The problem – Can you repeat, word for word, the lines of the data below, from the line containing "Find the black shorts" through the line containing "[(685, 910), (130, 892)]", inclusive?

Coordinate labeling data
◇ ◇ ◇ ◇ ◇

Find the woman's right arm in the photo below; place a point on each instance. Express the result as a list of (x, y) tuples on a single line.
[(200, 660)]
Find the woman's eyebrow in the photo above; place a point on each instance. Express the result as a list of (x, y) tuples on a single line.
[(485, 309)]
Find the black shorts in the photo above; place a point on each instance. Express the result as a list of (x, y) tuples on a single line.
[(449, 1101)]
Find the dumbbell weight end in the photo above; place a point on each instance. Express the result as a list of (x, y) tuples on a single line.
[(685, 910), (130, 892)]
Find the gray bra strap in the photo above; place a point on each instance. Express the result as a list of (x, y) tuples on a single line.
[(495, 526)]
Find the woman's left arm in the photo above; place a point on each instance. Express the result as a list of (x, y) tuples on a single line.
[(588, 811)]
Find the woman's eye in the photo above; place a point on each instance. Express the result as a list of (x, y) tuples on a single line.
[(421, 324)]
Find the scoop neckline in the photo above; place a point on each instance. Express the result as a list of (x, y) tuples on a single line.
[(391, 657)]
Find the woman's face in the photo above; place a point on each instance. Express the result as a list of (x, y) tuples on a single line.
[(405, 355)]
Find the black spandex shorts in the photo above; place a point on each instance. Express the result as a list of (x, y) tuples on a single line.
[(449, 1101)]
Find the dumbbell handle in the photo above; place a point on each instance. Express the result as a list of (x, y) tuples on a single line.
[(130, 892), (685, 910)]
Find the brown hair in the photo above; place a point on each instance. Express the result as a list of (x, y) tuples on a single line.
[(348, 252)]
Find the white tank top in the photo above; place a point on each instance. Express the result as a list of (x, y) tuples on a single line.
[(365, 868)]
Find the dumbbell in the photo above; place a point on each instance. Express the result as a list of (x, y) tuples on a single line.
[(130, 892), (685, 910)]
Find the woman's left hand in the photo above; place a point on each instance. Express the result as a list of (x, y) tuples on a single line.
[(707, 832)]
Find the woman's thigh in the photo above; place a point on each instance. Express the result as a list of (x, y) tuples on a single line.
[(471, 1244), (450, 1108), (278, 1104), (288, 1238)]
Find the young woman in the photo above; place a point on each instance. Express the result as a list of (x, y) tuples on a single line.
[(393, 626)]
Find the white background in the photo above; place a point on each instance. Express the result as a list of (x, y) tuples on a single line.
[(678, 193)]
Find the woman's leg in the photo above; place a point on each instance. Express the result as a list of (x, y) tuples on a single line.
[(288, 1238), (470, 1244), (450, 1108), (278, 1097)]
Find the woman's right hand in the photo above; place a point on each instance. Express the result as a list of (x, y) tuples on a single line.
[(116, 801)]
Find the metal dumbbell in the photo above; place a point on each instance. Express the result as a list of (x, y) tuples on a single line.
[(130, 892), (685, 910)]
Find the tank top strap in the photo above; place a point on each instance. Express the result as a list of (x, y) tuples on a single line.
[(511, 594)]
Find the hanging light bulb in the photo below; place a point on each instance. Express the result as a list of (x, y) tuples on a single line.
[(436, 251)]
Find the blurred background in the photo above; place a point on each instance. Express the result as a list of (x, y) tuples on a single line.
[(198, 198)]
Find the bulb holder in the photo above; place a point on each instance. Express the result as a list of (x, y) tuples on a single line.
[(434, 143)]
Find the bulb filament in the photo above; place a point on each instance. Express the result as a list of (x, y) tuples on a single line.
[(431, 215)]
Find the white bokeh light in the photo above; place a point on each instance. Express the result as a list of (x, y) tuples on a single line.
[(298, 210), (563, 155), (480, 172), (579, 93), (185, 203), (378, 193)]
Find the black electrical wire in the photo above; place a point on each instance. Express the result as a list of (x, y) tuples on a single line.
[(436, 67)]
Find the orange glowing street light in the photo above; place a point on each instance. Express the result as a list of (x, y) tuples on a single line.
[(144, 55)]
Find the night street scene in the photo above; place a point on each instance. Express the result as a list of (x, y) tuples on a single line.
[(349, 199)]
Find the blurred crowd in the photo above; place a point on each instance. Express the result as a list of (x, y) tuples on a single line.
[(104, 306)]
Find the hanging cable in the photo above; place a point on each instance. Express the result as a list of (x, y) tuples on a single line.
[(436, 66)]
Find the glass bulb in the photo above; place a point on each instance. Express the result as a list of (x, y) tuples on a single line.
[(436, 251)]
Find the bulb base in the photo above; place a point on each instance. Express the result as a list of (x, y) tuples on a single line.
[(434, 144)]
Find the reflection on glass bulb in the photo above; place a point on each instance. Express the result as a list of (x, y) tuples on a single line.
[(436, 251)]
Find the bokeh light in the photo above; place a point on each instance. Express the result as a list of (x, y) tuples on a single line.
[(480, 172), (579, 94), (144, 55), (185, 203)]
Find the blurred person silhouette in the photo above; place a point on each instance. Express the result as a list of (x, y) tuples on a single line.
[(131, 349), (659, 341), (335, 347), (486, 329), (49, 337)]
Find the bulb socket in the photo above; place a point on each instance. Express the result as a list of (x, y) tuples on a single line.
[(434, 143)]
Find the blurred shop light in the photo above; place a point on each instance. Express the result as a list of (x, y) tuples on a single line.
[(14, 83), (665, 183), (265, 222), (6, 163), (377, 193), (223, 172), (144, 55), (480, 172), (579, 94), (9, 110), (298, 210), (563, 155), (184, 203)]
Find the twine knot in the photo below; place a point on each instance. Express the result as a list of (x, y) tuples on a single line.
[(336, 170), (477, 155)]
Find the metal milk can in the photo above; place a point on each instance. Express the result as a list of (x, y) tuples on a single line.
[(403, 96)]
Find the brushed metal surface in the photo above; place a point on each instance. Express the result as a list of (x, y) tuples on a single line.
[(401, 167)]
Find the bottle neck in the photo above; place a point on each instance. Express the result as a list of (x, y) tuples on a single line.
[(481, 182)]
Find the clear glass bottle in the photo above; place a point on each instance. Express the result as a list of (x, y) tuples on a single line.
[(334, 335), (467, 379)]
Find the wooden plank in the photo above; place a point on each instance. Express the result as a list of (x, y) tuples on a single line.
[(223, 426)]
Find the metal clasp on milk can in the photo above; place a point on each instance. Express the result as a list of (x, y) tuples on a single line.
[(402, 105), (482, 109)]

◇ ◇ ◇ ◇ ◇

Expected answer –
Find the black shorts in the photo above; place a point on each instance. Express the result as a list of (x, y) tuples on a single line.
[(449, 1101)]
Find the dumbbell weight end in the photo above; place a point on each instance. Express the result as a list of (x, y) tuples on a single line.
[(685, 910), (130, 892)]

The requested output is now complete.